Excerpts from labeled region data
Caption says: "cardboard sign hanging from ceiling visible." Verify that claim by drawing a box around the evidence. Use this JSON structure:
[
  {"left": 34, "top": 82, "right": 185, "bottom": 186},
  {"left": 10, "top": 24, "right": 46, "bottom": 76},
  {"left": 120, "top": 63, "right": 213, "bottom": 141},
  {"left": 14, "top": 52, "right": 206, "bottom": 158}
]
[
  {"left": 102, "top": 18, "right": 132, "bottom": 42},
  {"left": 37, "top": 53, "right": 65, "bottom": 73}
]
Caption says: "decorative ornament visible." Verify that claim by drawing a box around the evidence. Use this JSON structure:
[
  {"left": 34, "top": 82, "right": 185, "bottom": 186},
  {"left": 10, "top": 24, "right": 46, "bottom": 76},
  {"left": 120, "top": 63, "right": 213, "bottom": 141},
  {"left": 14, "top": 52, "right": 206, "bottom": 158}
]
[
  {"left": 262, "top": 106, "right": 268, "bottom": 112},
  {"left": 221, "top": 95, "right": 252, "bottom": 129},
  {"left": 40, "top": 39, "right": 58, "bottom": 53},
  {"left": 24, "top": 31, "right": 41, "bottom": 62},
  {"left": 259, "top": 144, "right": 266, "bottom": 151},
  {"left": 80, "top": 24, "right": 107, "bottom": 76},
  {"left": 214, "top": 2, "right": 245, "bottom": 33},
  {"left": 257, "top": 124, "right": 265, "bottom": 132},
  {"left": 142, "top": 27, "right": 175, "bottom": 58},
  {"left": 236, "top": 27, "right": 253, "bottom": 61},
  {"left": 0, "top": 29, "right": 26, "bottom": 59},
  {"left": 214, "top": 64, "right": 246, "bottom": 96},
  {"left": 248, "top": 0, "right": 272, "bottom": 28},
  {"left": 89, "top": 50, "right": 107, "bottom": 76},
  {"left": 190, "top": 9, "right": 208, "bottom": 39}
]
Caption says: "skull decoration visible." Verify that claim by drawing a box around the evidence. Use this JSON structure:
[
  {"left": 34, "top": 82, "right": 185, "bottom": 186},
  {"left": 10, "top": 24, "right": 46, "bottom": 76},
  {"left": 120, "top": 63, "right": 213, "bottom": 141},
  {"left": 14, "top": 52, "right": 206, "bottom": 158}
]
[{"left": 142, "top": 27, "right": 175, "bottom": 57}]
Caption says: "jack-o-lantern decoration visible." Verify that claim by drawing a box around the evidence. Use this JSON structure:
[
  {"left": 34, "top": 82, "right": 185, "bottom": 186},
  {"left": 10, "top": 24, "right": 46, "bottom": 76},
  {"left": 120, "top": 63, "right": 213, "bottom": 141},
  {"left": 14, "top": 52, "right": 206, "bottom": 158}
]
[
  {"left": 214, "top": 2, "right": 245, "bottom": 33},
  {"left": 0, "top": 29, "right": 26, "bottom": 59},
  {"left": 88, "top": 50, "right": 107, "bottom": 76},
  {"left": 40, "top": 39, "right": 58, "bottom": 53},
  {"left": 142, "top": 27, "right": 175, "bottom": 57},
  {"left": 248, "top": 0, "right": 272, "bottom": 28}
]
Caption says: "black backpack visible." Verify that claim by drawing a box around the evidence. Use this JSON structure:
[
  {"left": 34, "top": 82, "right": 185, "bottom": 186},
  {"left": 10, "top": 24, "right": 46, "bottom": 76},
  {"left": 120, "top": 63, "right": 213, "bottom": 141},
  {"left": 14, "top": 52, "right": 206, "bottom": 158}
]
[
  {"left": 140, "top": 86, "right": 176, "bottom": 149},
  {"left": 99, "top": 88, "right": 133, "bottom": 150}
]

### Stated problem:
Please report each line in the listing above that contains the word "decoration".

### The result:
Caption says: "skull decoration visible." Verify that claim by drawing a box around the evidence. Use this JSON structure:
Caption says: "jack-o-lantern decoration visible." Verify that claim by drawing a box around the evidence. Use this JSON structure:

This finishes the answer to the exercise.